**Il tuo compito:**
Stampa senza alcuna modifica il tratto dell'articolo sulla Carbonara di Pipero che va da "Maitre e sommelier" fino a "ristorante procedevano spediti.".

**Testo di studio:**
# # # # # # #

Ve lo dice una che della Carbonara ha sempre fatto volentieri a meno. Mi perdonino la debolezza i Romani, ma così è. Però… quel gomitolo popolano e insieme nobile al palato che Alessandro Pipero ha eletto a punta di diamante nel menù del suo ultimo locale, mi ha folgorata sulla via di Damasco. Dunque: Carbonara per sempre, se a firma Pipero. “Dalla ricetta autentica, almeno per noi: spaghetto al dente, solo rosso d’uovo e niente albume, guanciale mai pancetta, non olio bensì il grasso che si scioglie dal guanciale, pepe macinato, 50% parmigiano, 50% pecorino”. Ipse dixit.
Maitre e sommelier a fianco di Antonello Colonna che se lo portò a Labico, quindi un ristorante ad Albano Laziale ai cui fornelli hanno stazionato Danilo Ciavattini, Roy Caceres, quindi Luciano Monosilio che lo ha seguito nell’avventura capitolina. “Un piccolo genio” lo definisce il patron, cadendo in piedi. Per Monosilio, un passato al fianco di Uliassi, Roscioli, infine Crippa al Piazza Duomo di Alba a perfezionare la mano mentre i lavori del nuovo ristorante procedevano spediti.

# # # # # # #

**Dati forniti:**
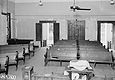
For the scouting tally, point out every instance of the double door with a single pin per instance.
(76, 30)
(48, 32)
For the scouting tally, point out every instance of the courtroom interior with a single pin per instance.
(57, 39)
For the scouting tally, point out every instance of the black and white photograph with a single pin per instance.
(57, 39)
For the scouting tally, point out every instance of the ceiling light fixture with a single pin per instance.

# # # # # # #

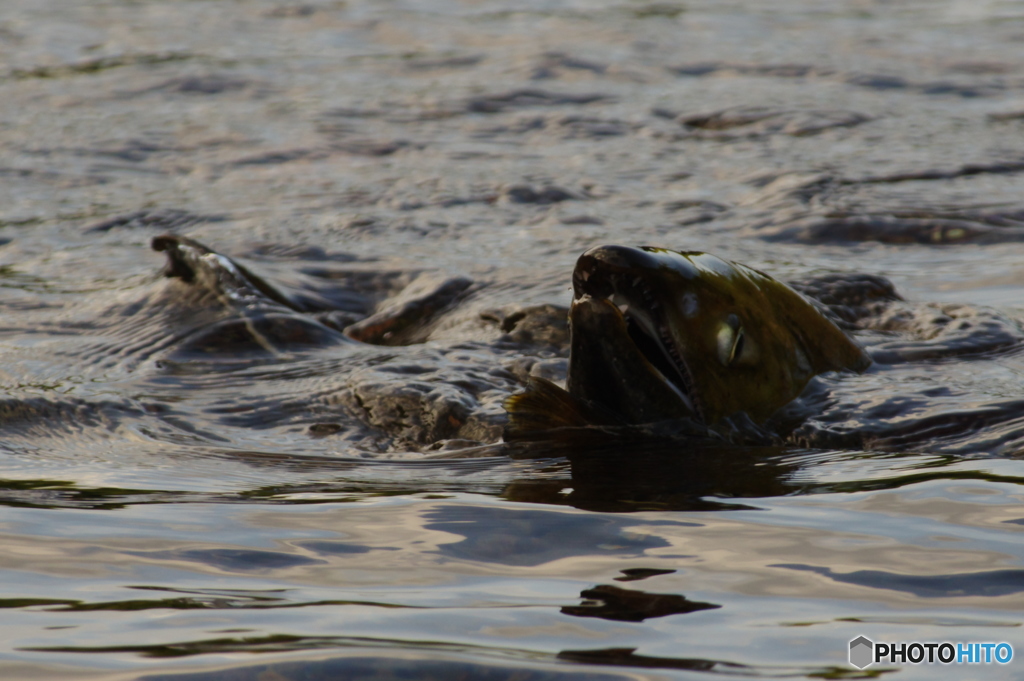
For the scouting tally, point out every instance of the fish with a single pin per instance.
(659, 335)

# # # # # # #

**Risultato del compito:**
Maitre e sommelier a fianco di Antonello Colonna che se lo portò a Labico, quindi un ristorante ad Albano Laziale ai cui fornelli hanno stazionato Danilo Ciavattini, Roy Caceres, quindi Luciano Monosilio che lo ha seguito nell’avventura capitolina. “Un piccolo genio” lo definisce il patron, cadendo in piedi. Per Monosilio, un passato al fianco di Uliassi, Roscioli, infine Crippa al Piazza Duomo di Alba a perfezionare la mano mentre i lavori del nuovo ristorante procedevano spediti.